■ Text ■

— BEGIN —

Deregulation of western economies and the freer operation of self-interest in the private sector have made many individuals very wealthy indeed, but the effects on the environment are more ambiguous. Some would argue that a larger role for market forces must inevitably worsen our environment, but this essay suggests a means by which market forces can be channelled into solving environmental problems.

I believe that many social and environmental problems persist because they are tackled in ways that do not stimulate or reward self-interest. This is particularly the case in the urban environment, where many people are concentrated in small areas, and problems created by those indulging in any form of antisocial activity - crime, vandalism and all forms of pollution - affect many others, and are difficult to trace back to their source. Local or central government programmes designed to cope with some of these problems suffer, in my view, from a fatal flaw that almost guarantees they will be ineffectual and expensive: they reward people for undertaking activities, rather than for delivering desired outcomes.

Social Policy Bonds

My proposal is that a new financial instrument be created that rewards people only when they actually improve the urban environment. Social Policy Bonds would be issued by local or national government and auctioned to the highest bidder. Government would undertake to redeem these bonds for a fixed sum only when a specified environmental objective has been achieved. The bonds would be freely tradeable after issue, and their market value would rise and fall. With an uncertain redemption date, and because they would not bear interest, Social Policy Bonds would be quite different from conventional government bonds. What sort of urban environmental problems could Social Policy Bonds solve? In principle, any that can be reliably defined and quantified. Examples could fall in these areas:

  • Crime

  • Air, water or noise pollution

  • Road accidents

  • Long commuting times

  • Substance abuse

  • Litter


The way the bonds work is to create a group of people, bondholders, who would have a strong interest in achieving the environmental objective efficiently, or in paying others to do so. Consider an example. Assume that an urban authority is prepared to spend a maximum of say £10 million to reduce the crime rate within its borders by 50%. It issues one million bonds that become worth £10 when the crime rate falls below 50% of current levels for a sustained period - say one year. Because the market is likely to see this objective as unlikely to be achieved in the near future, it may value the bonds when they are floated at as little as £1.00. (This sum would be used by the authority to partially offset the cost of future redemption of the bonds.) Now, the purchasers of the bonds hold an asset that could appreciate in value by 900% if a sustained halving of the crime rate is achieved.

— END —

■ What is asked ■
1. In the essay on Social Policy Bonds, who would issue the bonds?
2. List every area of urban environmental problems that the Social Policy Bonds essay gives as examples.
3. Write out the stretch of the Social Policy Bonds essay from "Deregulation of western" through "solving environmental problems.", switching "wealthy" to "prosperous".

■ Data provided ■
— BEGIN —

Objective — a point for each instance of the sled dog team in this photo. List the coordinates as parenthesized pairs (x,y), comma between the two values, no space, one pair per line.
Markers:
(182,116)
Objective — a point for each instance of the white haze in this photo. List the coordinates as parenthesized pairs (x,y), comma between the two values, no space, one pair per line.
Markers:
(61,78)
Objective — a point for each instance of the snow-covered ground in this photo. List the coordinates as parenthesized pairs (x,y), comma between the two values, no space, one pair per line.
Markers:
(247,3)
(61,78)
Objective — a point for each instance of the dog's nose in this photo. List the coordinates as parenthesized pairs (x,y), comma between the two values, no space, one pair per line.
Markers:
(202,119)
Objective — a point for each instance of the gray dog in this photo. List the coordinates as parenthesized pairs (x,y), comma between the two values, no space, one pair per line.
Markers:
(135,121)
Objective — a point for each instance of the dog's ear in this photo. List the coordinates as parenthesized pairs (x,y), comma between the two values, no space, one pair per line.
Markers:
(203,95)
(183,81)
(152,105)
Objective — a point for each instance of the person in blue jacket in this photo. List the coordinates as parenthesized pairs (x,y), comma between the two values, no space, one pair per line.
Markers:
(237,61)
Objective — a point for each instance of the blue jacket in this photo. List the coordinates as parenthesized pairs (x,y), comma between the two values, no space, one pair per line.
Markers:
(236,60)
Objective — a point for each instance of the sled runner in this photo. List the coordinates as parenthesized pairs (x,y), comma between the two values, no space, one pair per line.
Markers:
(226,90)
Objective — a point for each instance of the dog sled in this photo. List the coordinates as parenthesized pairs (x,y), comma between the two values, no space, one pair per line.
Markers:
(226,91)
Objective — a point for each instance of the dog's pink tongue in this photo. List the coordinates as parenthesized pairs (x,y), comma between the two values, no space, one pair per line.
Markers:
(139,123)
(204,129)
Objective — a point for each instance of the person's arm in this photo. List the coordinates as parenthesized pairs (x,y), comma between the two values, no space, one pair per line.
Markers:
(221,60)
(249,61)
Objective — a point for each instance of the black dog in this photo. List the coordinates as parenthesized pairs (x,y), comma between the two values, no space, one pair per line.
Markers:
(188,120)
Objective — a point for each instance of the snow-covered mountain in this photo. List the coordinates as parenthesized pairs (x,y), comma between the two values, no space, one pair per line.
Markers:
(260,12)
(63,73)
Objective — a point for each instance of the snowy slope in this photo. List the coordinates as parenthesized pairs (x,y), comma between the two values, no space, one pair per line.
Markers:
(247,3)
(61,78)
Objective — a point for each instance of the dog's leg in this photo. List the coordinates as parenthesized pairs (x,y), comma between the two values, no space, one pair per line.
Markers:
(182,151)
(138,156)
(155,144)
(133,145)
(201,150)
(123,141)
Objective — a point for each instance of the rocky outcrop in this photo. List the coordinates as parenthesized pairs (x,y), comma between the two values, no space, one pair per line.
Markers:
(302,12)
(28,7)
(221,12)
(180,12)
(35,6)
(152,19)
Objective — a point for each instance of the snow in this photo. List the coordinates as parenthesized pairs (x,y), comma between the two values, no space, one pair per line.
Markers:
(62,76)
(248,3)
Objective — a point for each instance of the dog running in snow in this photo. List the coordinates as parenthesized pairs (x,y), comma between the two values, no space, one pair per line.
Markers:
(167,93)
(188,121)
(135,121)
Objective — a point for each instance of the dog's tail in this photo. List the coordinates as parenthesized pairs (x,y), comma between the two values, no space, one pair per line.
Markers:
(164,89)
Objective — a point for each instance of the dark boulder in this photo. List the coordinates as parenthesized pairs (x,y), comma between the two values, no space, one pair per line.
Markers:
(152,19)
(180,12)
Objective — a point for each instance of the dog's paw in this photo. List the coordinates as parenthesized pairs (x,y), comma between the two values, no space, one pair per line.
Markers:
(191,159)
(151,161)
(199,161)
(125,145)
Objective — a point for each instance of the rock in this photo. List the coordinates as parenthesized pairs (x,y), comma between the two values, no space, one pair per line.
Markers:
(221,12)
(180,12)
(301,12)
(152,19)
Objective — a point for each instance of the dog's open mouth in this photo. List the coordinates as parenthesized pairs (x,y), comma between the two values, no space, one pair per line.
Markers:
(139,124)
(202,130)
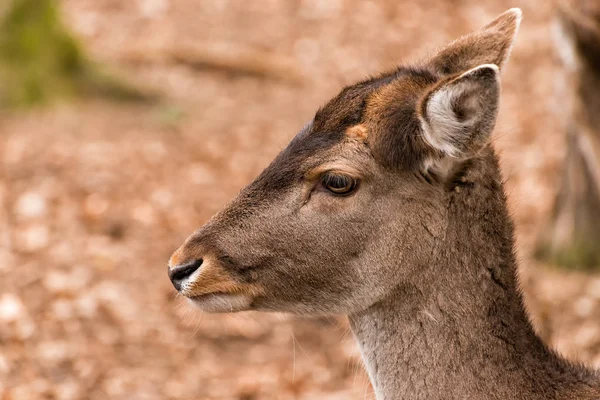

— END —

■ Answer set ■
1. Local or national government.

2.
- Crime
- Air, water or noise pollution
- Road accidents
- Long commuting times
- Substance abuse
- Litter

3.
Deregulation of western economies and the freer operation of self-interest in the private sector have made many individuals very prosperous indeed, but the effects on the environment are more ambiguous. Some would argue that a larger role for market forces must inevitably worsen our environment, but this essay suggests a means by which market forces can be channelled into solving environmental problems.